Texto dado.
No estoy defendiendo aquí doctrinas como la del sacramento de la penitencia, ni tampoco la doctrina igualmente asombrosa del amor de Dios al hombre. No estoy escribiendo un libro de controversia religiosa, de los que ya he escrito varios y probablemente, si amigos y parientes no me lo impiden violentamente, escriba algunos más. Aquí estoy ocupado en la malsana y degradante tarea de contar la historia de mi vida, y sólo tengo que exponer los efectos reales que estas doctrinas tuvieron en mis propios sentimientos y actos.
Dada la naturaleza de esta tarea, me interesa especialmente el hecho de que estas doctrinas parecen aglutinar toda mi vida desde el principio como ninguna otra doctrina podría hacerlo. Y sobre todo, solucionan simultáneamente mis dos problemas: el de mi felicidad infantil y el de mis cavilaciones juveniles. Han influido en una idea que –espero que no resulte pomposo decirlo- es la idea principal de mi vida; no diré que es la doctrina que he enseñado siempre, pero es la que siempre me hubiera gustado enseñar. Es la idea de aceptar las cosas con gratitud y no como algo debido.
El sacramento de la penitencia otorga una nueva vida y reconcilia al hombre con todo lo vivo, pero no como hacen los optimistas, los hedonistas y los predicadores paganos de la felicidad. El don  tiene un precio y está condicionado por un reconocimiento. En otras palabras, el nombre del precio es la Verdad, que también puede llamarse Realidad: se trata de encarar la realidad sobre uno mismo. Cuando el proceso sólo se aplica a los demás, se llama Realismo.

Empecé siendo lo que los pesimistas llamaban un optimista; he terminado por ser lo que los optimistas probablemente llamarían un pesimista. En realidad, no he sido nunca ni lo uno ni lo otro, y ciertamente no he cambiado lo más mínimo. Empecé defendiendo los buzones de correos y los rojos ómnibus victorianos –aunque fueran feos- y he acabado por denunciar la publicidad moderna o las películas americanas –aunque sean bonitas.
Lo que intentaba decir entonces es lo mismo que intento decir ahora. Incluso la más profunda revolución religiosa sólo ha logrado confirmarme en el deseo de decirlo, porque, desde luego, jamás vi las dos caras de esta sencilla verdad formuladas juntas en ningún sitio hasta que abrí el ‘Penny Catechism’[1] y leí las siguientes palabras: “Los dos pecados contra la esperanza son la presunción y la desesperación”.

16.2.2 El asombroso diente de león

Diente de león. Sample text

Diente de león. Feepik.es

Empecé a buscar a tientas esa verdad en mi adolescencia, y lo hice por el lado equivocado, por el confín de la tierra más alejado de la esperanza puramente sobrenatural. Pero tuve desde el principio -incluso sobre la más tenue esperanza terrenal o la más pequeña felicidad terrenal- una sensación casi violentamente real de aquellos dos peligros: el sentido de que la experiencia no debe ser estropeada por la presunción ni la desesperación.

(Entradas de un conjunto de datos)
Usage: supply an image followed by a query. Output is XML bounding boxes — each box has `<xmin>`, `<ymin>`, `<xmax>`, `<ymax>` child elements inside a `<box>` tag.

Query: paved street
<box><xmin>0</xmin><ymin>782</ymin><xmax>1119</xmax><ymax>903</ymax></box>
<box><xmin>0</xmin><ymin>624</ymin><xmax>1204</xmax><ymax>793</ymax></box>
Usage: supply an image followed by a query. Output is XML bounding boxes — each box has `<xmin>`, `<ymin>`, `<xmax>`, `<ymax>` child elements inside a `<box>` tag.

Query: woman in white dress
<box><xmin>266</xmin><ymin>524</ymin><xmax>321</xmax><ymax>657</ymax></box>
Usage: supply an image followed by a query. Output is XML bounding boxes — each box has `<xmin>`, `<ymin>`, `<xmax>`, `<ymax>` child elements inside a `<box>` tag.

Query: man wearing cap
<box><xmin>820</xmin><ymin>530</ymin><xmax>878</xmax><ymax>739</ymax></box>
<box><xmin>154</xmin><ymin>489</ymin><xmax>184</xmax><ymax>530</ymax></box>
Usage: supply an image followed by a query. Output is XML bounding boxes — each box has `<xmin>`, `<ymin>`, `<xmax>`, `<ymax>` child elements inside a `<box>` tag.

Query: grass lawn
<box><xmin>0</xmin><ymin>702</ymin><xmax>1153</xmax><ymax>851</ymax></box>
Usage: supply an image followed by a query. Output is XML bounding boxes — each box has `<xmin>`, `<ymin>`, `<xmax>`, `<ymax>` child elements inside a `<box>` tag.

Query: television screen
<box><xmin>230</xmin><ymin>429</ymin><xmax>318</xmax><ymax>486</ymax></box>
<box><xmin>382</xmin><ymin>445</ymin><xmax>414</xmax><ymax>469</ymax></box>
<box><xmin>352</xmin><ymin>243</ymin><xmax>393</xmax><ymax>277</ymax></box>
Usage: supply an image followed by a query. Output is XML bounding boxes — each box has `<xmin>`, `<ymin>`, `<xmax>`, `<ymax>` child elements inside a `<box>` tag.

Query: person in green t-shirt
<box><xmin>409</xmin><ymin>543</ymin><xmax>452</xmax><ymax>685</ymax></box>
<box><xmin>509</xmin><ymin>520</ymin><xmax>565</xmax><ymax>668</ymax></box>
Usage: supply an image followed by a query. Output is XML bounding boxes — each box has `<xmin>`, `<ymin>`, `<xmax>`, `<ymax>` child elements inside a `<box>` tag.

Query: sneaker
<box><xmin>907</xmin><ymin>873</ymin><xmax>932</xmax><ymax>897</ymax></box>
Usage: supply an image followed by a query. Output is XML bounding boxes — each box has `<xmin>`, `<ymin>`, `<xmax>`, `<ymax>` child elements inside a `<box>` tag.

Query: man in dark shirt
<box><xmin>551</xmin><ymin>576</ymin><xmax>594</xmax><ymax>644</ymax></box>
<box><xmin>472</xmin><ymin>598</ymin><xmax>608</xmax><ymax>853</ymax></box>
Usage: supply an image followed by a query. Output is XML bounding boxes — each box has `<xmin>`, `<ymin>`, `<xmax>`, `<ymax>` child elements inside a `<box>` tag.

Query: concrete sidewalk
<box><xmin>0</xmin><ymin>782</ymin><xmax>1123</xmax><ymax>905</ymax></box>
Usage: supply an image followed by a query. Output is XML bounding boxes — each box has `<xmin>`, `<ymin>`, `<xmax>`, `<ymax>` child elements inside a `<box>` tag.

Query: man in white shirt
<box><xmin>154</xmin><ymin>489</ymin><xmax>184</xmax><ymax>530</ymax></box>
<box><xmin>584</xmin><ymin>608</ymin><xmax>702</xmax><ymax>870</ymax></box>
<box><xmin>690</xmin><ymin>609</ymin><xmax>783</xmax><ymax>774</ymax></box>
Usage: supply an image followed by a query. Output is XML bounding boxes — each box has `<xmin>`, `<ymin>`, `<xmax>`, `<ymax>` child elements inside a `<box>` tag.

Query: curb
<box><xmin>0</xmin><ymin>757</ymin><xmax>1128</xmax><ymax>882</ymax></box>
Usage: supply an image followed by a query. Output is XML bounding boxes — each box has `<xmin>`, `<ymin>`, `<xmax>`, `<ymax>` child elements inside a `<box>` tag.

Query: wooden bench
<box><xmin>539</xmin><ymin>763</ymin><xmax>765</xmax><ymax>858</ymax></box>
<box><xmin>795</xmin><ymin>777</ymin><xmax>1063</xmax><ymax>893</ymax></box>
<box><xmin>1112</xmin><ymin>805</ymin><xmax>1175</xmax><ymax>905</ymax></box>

Lista de tareas.
(1) Según el texto sobre la esperanza y la gratitud, ¿cuáles son los dos pecados contra la esperanza?
(2) Escribe la continuación del texto sobre la esperanza y la gratitud a partir de su última oración.
Los datos proceden de otra fuente.

Resultados.
(1) La presunción y la desesperación.

(2)
Por tomar un fragmento que venga al caso, en mi primer libro de poemas juvenil, me preguntaba yo qué encarnaciones o purgatorio prenatal debía de haber vivido para haber logrado la recompensa de contemplar un diente de león. Ahora sería fácil datar la frase valiéndose de ciertos detalles -si el asunto mereciera la pena, aunque fuera para un comentarista- o averiguar cómo podía haberse formulado posteriormente de otra manera. No creo en la reencarnación, si es que creí en ella alguna vez, y desde que tengo jardín (porque no puedo decir desde que soy jardinero), me he dado cuenta mejor que antes de lo perjudiciales que son las malas hierbas.[2]
Pero en esencia, lo que dije del diente de león es exactamente lo que diría sobre el girasol, el sol o la gloria que, como dijo el poeta, es más brillante que el sol. El único modo de disfrutar hasta de una mala hierba es sentirse indigno incluso de una mala hierba. Pero hay dos maneras de quejarse de la mala hierba o de la flor. Una es la que estaba de moda en mi juventud y otra la que está de moda en mi madurez. No sólo ambas son erróneas, sino que lo son porque la misma cosa sigue siendo verdad. Los pesimistas de mi adolescencia, confrontados con el diente de león, decían con Swinburne:

Estoy cansado de todas las horas,
capullos abiertos y flores estériles,
deseos, sueños, poder
y de todo, salvo del sueño.

Y por eso los maldije, los pateé y monté un espectáculo tremendo: me convertí en el adalid del Diente de León y me coroné con un exuberante diente de león.
Pero hay otro modo de despreciar el diente de león que no es el del pelmazo pesimista, sino el del optimista agresivo. Puede hacerse de varias formas; una de ellas consiste en decir: “En Selfridge’s puedes encontrar mejores dientes de león” o “En Woolworth’s puedes conseguir dientes de león más baratos”. Otra forma de hacerlo es observar con un deje indiferente: “Desde luego, nadie, salvo Gamboli en Viena comprende realmente el diente de león”; o decir que desde que el superdiente de león se cultiva en el Jardín de las Palmeras de Frankfurt, ya nadie soporta el viejo diente de león; o sencillamente burlarse de la miseria de regalar dientes de león cuando las mejores anfitrionas te ofrecen una orquídea para la solapa y un ramito de flores exóticas para llevar.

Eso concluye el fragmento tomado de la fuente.